_Given exercise:_ Resize the material below by rewriting every line of it, with each bounding-box coordinate in the answers multiplied by 1.25 and rounded to a whole number, halves up. Keep the sample boxes after "Each box should look like:" unchanged, and leave the pictures out.

_Record list:_

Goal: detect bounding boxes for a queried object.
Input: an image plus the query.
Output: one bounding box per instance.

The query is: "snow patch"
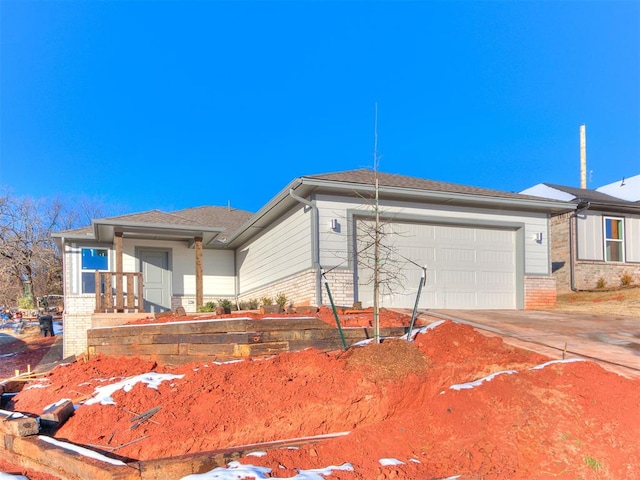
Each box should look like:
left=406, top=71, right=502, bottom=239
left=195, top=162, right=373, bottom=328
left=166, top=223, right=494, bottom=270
left=180, top=462, right=354, bottom=480
left=38, top=435, right=126, bottom=465
left=449, top=370, right=518, bottom=390
left=84, top=373, right=184, bottom=405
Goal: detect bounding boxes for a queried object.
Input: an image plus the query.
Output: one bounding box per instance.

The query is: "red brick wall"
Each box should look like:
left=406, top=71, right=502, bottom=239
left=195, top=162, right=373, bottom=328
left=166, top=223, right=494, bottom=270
left=524, top=276, right=556, bottom=310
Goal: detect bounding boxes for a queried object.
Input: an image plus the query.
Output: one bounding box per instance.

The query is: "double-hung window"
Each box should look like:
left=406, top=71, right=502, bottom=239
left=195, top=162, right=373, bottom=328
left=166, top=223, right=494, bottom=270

_Output for this task:_
Goal: detect bounding boxes for a queried object.
Input: an image plus the query.
Output: one bounding box per instance.

The query is: "snow patch"
Each box should look like:
left=406, top=71, right=502, bottom=239
left=195, top=162, right=373, bottom=328
left=166, top=223, right=494, bottom=270
left=225, top=578, right=443, bottom=600
left=48, top=544, right=158, bottom=581
left=561, top=463, right=648, bottom=488
left=105, top=466, right=230, bottom=506
Goal: detect bounding boxes for a queried object.
Input: an image plus the query.
Output: one bounding box per instance.

The query is: "red brick wall"
Each box should look like:
left=406, top=71, right=502, bottom=239
left=195, top=162, right=373, bottom=328
left=166, top=223, right=494, bottom=270
left=655, top=345, right=695, bottom=388
Goal: detect bounding boxes for a queried object.
Input: an image plus the query.
Output: one bounding box per instance.

The query is: "double-hung window"
Each box should look like:
left=406, top=71, right=502, bottom=239
left=195, top=162, right=373, bottom=328
left=166, top=223, right=494, bottom=270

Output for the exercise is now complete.